_Exercise goal_
From the listing that follows, reproduce only the lines from the one holding "Target: signpost" through the one holding "Need: for every", both included, with no pictures.

=== Begin Enclosure ===

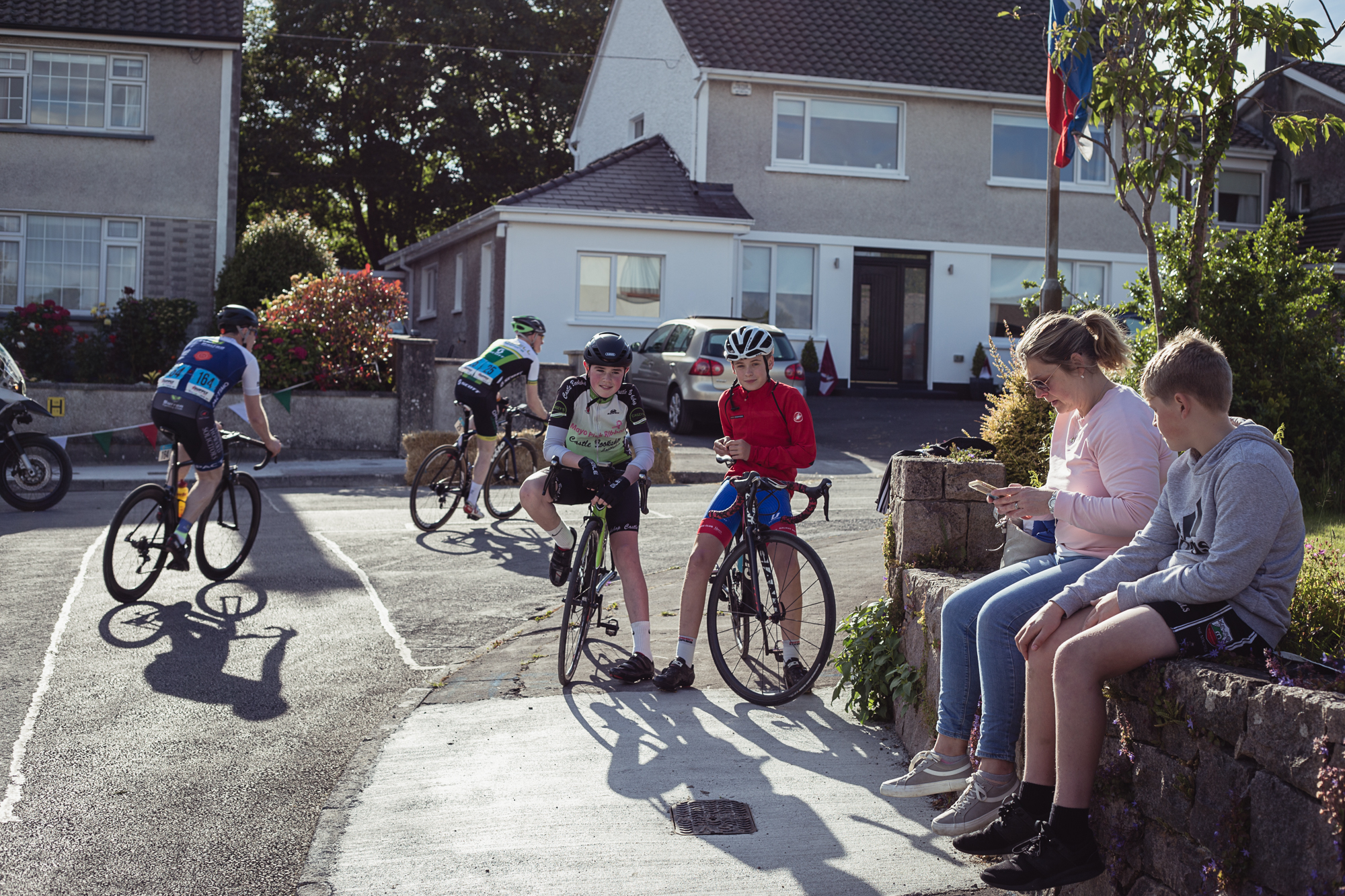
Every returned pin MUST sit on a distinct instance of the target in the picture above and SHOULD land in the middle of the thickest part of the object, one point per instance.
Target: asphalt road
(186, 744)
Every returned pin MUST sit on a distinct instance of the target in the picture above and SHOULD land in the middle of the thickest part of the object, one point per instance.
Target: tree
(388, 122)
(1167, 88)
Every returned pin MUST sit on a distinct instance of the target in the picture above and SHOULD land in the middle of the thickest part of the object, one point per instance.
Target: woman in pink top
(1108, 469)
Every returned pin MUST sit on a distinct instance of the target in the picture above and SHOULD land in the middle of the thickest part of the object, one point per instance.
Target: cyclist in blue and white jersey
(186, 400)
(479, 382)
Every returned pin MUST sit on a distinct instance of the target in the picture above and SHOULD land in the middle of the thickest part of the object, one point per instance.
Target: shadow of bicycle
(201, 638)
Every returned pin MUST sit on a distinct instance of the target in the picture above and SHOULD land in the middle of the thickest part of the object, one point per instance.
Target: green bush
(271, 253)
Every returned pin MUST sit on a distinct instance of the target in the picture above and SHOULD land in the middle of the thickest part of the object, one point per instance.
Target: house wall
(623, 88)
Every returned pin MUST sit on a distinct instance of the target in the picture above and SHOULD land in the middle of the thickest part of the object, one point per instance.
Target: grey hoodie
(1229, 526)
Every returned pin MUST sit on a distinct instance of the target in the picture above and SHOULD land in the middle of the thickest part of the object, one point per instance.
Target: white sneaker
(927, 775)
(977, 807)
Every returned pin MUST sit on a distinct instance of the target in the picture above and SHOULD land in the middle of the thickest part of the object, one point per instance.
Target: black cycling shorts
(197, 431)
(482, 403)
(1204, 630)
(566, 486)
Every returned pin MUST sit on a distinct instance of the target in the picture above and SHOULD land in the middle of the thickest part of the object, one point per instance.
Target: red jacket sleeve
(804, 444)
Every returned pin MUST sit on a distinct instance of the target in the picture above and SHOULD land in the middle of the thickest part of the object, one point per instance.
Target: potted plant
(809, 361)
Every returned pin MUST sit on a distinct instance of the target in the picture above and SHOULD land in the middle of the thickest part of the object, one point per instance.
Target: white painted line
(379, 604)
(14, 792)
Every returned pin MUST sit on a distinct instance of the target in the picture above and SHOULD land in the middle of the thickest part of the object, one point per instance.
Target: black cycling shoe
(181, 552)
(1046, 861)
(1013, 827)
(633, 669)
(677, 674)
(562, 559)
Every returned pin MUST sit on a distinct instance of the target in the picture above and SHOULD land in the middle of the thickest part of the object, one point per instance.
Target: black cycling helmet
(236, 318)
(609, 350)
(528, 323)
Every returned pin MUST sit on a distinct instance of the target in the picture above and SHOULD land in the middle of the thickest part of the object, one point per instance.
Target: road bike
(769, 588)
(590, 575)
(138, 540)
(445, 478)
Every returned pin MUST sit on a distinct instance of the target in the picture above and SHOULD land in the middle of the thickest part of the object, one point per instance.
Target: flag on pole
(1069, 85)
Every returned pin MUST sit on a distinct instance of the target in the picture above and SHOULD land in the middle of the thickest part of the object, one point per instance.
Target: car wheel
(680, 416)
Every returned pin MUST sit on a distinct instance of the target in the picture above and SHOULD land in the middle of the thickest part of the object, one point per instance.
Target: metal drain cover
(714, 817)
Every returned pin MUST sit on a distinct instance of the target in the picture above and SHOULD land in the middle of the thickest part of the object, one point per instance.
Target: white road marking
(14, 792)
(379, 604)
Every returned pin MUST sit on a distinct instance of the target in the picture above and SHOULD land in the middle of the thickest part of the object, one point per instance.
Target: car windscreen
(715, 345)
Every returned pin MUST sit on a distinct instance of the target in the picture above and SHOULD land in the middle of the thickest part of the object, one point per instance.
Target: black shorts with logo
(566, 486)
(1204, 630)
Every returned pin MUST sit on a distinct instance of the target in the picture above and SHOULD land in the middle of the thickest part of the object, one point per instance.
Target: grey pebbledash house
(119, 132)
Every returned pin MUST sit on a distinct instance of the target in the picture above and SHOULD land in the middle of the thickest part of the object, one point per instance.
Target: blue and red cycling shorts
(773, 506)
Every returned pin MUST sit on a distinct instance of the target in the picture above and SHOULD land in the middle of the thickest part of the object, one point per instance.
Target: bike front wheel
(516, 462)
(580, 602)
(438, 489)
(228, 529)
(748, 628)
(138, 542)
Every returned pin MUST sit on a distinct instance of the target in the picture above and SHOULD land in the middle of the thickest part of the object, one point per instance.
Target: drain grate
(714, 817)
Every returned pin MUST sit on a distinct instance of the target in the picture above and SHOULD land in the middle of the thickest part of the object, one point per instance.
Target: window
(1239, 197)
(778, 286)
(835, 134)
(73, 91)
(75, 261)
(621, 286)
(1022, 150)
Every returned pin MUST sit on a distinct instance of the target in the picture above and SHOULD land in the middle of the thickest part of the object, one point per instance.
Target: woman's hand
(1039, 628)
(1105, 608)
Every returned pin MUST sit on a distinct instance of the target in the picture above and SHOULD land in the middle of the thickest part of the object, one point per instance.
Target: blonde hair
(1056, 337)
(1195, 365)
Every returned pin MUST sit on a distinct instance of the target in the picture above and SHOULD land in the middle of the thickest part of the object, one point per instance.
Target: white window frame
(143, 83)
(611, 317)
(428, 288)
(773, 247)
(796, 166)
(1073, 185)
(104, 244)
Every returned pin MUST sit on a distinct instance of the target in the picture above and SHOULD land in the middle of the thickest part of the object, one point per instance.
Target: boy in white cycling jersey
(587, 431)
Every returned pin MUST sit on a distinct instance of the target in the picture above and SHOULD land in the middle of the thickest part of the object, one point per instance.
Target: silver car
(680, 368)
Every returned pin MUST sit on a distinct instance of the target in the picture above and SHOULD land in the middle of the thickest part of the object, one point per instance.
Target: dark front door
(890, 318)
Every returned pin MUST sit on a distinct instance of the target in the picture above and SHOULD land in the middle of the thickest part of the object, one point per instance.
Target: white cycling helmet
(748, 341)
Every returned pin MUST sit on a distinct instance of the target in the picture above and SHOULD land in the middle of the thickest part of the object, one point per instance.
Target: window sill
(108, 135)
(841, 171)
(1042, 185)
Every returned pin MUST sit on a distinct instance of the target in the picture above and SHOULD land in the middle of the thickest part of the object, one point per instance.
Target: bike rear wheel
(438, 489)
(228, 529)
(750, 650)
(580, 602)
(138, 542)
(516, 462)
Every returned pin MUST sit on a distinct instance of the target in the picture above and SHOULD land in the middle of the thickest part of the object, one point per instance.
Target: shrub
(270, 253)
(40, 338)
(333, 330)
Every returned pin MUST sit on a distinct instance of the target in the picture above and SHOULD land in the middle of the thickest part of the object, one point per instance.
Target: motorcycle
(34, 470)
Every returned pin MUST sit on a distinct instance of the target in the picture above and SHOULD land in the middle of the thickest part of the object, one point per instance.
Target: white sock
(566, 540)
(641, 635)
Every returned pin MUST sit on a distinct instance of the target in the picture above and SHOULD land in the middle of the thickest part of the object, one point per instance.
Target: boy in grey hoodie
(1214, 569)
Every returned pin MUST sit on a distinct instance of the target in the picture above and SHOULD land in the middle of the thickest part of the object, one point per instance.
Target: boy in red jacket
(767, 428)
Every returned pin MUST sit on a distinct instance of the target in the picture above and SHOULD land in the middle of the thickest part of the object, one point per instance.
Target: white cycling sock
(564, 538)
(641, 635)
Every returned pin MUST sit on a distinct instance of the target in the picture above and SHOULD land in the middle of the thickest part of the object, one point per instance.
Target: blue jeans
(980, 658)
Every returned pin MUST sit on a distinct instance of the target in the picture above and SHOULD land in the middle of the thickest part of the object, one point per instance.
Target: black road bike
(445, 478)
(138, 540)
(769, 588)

=== End Enclosure ===
=== Begin Enclosure ===

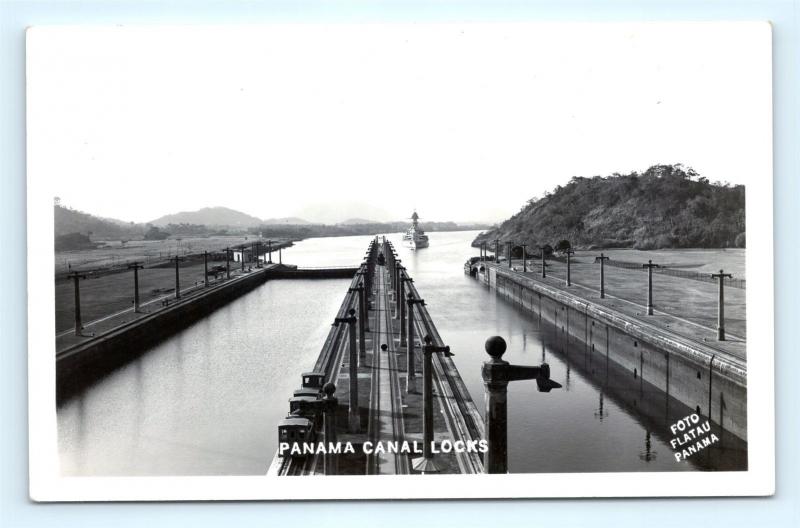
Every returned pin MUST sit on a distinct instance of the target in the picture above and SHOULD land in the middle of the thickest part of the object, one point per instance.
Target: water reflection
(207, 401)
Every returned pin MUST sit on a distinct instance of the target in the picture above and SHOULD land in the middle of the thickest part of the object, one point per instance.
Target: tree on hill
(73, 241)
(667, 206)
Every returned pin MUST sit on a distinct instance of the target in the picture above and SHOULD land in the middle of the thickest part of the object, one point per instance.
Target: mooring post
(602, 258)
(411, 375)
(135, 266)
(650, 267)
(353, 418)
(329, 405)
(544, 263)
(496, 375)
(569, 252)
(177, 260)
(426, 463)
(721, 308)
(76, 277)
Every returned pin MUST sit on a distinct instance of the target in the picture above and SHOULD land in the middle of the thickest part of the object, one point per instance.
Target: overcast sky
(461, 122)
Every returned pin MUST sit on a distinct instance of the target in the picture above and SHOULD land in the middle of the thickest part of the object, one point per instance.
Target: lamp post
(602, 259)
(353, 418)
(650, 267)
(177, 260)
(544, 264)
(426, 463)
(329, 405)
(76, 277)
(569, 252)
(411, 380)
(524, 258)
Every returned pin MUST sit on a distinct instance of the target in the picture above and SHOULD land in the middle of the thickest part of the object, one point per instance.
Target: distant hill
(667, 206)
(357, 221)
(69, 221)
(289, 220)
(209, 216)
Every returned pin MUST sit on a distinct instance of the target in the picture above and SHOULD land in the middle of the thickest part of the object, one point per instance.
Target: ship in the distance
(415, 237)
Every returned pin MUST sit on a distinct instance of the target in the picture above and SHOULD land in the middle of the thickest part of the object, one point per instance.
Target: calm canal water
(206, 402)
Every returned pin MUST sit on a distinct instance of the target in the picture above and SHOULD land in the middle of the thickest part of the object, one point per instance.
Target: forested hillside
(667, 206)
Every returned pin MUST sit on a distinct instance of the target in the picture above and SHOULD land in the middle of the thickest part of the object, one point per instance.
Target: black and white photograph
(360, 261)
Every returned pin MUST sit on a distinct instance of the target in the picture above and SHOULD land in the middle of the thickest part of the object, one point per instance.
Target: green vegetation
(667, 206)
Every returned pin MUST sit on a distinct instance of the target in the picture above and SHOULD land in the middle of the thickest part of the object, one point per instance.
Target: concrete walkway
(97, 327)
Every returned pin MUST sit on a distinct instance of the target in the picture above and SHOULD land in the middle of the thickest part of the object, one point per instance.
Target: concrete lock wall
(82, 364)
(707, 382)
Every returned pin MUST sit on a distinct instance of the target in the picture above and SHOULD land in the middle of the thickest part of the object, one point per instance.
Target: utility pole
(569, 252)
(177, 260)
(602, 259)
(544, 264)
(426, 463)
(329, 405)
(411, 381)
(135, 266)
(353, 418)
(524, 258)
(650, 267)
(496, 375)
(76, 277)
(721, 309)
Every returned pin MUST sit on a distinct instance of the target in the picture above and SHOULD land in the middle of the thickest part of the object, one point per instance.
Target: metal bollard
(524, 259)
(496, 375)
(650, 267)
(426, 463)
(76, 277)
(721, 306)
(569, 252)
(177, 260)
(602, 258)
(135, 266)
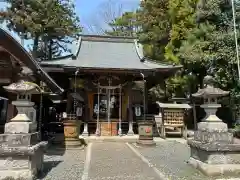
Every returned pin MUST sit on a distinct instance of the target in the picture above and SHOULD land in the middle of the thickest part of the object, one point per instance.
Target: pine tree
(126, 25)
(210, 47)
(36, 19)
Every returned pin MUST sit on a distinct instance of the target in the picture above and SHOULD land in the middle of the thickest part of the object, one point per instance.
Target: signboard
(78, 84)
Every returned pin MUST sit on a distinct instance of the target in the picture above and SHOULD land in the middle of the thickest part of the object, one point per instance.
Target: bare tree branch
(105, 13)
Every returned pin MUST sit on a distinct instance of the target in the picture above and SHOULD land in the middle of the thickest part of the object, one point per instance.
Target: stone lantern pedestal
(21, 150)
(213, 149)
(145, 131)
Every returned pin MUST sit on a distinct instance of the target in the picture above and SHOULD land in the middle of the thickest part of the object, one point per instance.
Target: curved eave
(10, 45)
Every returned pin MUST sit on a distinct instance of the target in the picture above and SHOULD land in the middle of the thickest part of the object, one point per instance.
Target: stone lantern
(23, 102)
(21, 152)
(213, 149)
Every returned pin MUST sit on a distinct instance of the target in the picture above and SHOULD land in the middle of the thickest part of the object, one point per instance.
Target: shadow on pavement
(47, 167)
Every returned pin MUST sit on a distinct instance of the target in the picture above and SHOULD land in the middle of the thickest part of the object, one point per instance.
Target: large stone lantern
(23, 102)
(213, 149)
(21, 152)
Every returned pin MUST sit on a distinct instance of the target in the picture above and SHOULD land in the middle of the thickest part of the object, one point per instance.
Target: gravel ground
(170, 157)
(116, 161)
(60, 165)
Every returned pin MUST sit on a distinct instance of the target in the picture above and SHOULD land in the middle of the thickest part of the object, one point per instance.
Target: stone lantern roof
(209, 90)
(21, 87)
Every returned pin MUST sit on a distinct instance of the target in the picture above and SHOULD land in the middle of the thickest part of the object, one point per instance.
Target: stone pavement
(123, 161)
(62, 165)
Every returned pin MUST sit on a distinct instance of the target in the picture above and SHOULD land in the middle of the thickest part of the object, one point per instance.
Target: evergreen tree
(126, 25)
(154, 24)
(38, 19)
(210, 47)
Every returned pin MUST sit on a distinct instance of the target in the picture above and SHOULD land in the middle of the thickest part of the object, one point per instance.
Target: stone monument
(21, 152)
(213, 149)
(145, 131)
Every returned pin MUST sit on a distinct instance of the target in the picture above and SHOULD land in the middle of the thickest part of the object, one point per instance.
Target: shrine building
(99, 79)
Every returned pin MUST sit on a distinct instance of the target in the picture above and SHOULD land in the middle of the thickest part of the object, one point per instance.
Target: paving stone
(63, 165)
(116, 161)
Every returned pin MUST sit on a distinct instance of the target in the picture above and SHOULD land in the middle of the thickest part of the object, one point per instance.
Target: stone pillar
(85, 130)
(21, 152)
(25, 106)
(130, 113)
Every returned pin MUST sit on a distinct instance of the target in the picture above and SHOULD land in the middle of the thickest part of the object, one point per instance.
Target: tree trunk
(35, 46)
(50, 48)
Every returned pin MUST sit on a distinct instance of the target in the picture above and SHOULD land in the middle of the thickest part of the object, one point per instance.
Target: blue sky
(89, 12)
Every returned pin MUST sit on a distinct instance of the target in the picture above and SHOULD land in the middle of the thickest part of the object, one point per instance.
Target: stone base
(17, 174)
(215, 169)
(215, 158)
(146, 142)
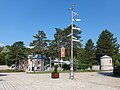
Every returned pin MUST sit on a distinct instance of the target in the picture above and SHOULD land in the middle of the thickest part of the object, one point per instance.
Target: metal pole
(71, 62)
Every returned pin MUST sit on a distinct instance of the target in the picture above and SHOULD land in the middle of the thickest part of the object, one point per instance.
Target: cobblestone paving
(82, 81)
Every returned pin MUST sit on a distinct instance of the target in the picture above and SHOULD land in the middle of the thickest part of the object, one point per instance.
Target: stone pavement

=== End Enclosure ===
=== Begin Enclosure ===

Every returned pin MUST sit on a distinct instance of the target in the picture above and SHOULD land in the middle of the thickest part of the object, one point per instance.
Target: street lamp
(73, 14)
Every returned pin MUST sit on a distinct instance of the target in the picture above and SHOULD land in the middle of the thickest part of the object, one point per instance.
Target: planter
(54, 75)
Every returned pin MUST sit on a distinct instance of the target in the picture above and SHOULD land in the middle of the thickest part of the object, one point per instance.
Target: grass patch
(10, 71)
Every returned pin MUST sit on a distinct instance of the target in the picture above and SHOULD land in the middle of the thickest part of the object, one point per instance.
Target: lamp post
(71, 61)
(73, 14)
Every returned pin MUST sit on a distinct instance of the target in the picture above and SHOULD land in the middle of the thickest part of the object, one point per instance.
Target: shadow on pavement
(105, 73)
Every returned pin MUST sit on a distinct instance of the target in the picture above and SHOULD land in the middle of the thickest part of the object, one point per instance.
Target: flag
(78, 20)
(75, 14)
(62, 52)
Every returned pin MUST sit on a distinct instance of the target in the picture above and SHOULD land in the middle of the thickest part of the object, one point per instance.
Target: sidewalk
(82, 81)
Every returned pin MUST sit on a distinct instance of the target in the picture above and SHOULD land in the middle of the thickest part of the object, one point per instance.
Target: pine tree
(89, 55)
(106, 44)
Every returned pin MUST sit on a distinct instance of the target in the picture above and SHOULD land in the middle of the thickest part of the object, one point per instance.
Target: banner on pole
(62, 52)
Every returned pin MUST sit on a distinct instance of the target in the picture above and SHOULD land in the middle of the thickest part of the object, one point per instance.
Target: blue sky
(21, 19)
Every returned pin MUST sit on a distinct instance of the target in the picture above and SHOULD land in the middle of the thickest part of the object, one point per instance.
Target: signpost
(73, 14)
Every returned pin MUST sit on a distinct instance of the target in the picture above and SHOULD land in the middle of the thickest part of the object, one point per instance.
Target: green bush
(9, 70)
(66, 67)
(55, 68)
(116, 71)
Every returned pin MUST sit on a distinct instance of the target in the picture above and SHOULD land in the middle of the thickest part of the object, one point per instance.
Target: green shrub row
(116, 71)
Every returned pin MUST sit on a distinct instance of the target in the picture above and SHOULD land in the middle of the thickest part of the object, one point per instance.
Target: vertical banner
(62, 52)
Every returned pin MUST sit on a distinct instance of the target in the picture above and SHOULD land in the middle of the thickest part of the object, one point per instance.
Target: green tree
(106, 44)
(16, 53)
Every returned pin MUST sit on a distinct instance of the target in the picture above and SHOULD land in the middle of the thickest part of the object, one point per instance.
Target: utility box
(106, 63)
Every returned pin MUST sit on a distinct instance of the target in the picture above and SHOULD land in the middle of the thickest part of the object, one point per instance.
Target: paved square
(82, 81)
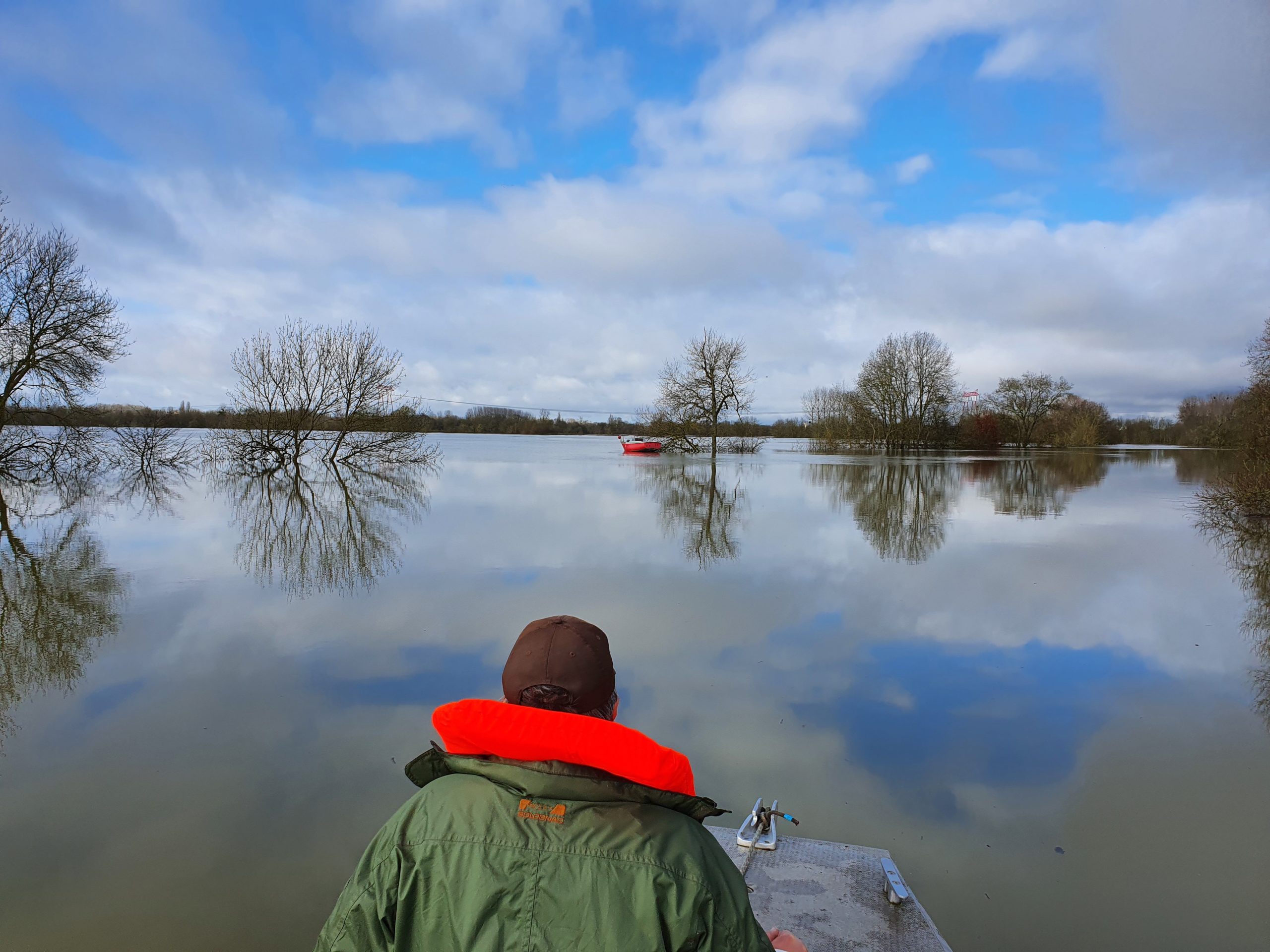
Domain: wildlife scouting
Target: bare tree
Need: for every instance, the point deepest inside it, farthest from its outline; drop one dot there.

=== End Enclosure ===

_Task output_
Target: signpost
(73, 14)
Every returned pin MUST sit on a distinct instance of the target in the picture above and SHOULD land in the middle of the thickest part of the object, one point per instance.
Target: green bush
(9, 70)
(66, 67)
(55, 68)
(116, 71)
Every returned pin MUST sit on a distinct instance of the target in the picture above and SHOULD land in the middle of the thickest part of the object, one point per instance.
Target: green shrub row
(116, 71)
Every returned pin MUST sit on a distinct instance of the target in the picture above and SHOULD land in the middle of the thickest part of the object, one point per instance.
Target: vertical banner
(62, 52)
Every returned pin MUST sit on a distinct instance of the target in the picture above and SHOULD land in the middle of the thickest part of the object, one point per instance.
Target: green tree
(106, 44)
(16, 53)
Every returned pin MUST sit on a distinct instance of the target in the picture above and SHOULD land in the middle of the thickest part of the object, one point per instance.
Target: utility box
(106, 63)
Every returned pin MUST sit on a distinct instance of the target in the picture above and SHOULD land in the middle of the thickest part of the object, one point per instance.
Target: paved square
(82, 81)
Domain: wildlife scouting
Target: bare tree
Need: for every instance, the point deepest inside it, farthest from its outline; drop one dot there.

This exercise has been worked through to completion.